• [Extrait du document]:

---

SOURCE - Abbé Aulagnier, ibp - Regards sur le Monde - 18 janvier 2011
Le 1er janvier 2011, à l’occasion de la prière de l’Angelus, le pape Benoît XVI a annoncé son intention de renouveler la cérémonie interreligieuse d’Assise du 27 octobre 1986 :
« En octobre prochain, je me rendrai en pèlerinage dans la ville de saint François, en invitant à s’unir à ce chemin les frères chrétiens des différentes confessions, les représentants des traditions religieuses du monde et, idéalement, tous les hommes de bonne volonté, pour faire mémoire de ce geste historique voulu par mon Prédécesseur et renouveler solennellement l’engagement des croyants de chaque religion à vivre sa propre foi religieuse comme un service pour la cause de la paix. »
Il l’avait déjà annoncée dans son message pour la Paix pour l’année 2011 intitulé : « La liberté religieuse, chemin vers la Paix ». Il écrivait : « En 2011 sera fêté le 25e anniversaire de la Journée mondiale de prière pour la paix, convoquée en 1986 à Assise par le vénérable Jean-Paul II. A cette occasion, les responsables des grandes religions du monde ont manifesté combien la religion est un facteur d’union et de paix et non de division et de conflits. Le souvenir de cette expérience est un motif d’espérance en un avenir où tous les croyants se sentent et deviennent effectivement artisans de justice et de paix ».
On sait pourtant que le Pape Benoît XVI, alors encore cardinal, n’avait pas voulu assister à cette « journée de prières interreligieuses pour la paix » en raison du risque de syncrétisme en une telle journée. Aussi a-t-il, depuis qu’il est sur le siège de Pierre, voulu, à deux reprises, donner des précisions sur cette journée, peut-être dans cette perspective d’anniversaire.

---

• [Données affichées]:

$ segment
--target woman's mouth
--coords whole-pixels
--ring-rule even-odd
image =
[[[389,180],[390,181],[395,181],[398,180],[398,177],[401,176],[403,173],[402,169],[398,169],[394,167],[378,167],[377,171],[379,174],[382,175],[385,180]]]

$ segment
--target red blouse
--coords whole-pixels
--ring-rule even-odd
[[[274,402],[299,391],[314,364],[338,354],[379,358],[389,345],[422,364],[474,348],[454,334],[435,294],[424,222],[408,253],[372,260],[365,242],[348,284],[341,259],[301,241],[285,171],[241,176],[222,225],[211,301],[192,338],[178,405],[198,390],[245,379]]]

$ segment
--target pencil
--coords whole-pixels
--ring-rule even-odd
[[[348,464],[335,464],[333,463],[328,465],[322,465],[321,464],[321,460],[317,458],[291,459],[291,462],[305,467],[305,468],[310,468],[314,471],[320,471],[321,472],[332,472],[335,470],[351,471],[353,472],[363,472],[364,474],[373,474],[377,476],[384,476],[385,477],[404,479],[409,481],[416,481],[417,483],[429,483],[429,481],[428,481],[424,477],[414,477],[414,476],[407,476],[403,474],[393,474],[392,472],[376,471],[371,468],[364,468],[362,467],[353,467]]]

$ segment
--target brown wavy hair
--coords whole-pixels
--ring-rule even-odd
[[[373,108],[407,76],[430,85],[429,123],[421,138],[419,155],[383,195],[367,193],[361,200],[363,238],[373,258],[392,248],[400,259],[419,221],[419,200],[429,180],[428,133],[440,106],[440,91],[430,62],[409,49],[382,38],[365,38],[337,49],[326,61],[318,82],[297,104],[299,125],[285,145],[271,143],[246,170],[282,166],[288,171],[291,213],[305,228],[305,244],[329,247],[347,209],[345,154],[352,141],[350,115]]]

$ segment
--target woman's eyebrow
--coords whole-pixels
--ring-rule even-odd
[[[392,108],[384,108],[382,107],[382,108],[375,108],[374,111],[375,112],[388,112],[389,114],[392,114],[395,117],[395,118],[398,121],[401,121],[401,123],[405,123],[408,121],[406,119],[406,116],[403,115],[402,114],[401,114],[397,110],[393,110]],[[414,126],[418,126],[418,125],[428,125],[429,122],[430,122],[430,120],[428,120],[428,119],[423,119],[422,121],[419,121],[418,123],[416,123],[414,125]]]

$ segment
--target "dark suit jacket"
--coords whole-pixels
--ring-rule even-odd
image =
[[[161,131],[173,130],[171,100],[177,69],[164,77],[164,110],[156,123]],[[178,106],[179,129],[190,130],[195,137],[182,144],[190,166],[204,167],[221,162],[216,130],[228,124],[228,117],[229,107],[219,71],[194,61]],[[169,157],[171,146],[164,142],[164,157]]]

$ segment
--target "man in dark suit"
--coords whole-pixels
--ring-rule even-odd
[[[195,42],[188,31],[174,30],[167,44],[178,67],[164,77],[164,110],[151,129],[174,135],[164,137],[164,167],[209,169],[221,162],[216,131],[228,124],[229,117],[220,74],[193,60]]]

---

• [Consigne]:
Prolongez le texte consacré au renouvellement de la rencontre interreligieuse d'Assise par Benoît XVI, en reprenant juste après sa dernière phrase.

• [Réponse]:
Dans un message adressé à l’évêque d’Assise le 2 septembre 2006, il écrivait ceci : « Pour ne pas se méprendre sur le sens de ce que Jean-Paul II a voulu réaliser en 1986 et que l’on appelle habituellement, en reprenant l’une de ses expressions, ‘l’esprit d’Assise’, il est important de ne pas oublier combien on a alors été attentif à ce que la rencontre interreligieuse de prière ne se prête à aucune interprétation syncrétiste, fondée sur une conception relativiste. [...] C’est pourquoi, même lorsque l’on se réunit afin de prier pour la paix, il faut que la prière se déroule selon les chemins distincts propres aux diverses religions. Tel fut le choix de 1986 et ce choix ne peut manquer d’être valable aujourd’hui encore. La convergence des différences ne doit pas donner l’impression que l’on cède au relativisme qui nie le sens même de la vérité et la possibilité d’y puiser ».
Mais, simple remarque, n’a-t-il pas prié avec les juifs et rabbins de la synagogue de Rome lors de sa dernière visite ? Autres les mots. Autres les actes.
Et, en visite à Assise le 17 juin 2007, le pape a déclaré, de nouveau, dans son homélie : « Le choix d’organiser cette rencontre à Assise a été dicté précisément par le témoignage de François comme homme de paix, lui que beaucoup de gens regardent avec sympathie même si leurs positions culturelles et religieuses sont différentes. En même temps, la lumière jetée par le ‘Poverello’ sur cette initiative était une garantie d’authenticité chrétienne, parce que sa vie et son message reposent si visiblement sur le choix du Christ qu’ils repoussent a priori toute tentation d’indifférentisme religieux, qui n’aurait rien à voir avec l’authentique dialogue interreligieux. [...] Il ne serait ni évangélique ni franciscain de ne pas réussir à associer l’accueil, le dialogue et le respect de tous avec la certitude de la foi que tout chrétien, comme le saint d’Assise, est tenu de pratiquer, en annonçant le Christ comme le chemin, la vérité et la vie de l’homme et comme l’unique sauveur du monde ».
Les intentions de Benoît XVI sont certainement claires et honnêtes…mais elles ne peuvent empêcher, de jure, le risque de syncrétisme, de relativisme et d’indifférentisme. Comme le dit très bien Romano Amério, dans son livre « Stat veritas », « Ce ne sont que des mots…on ne peut pas promouvoir le syncrétisme et ensuite avertir qu’il( faut) faire attention à éviter le syncrétisme » (p 139).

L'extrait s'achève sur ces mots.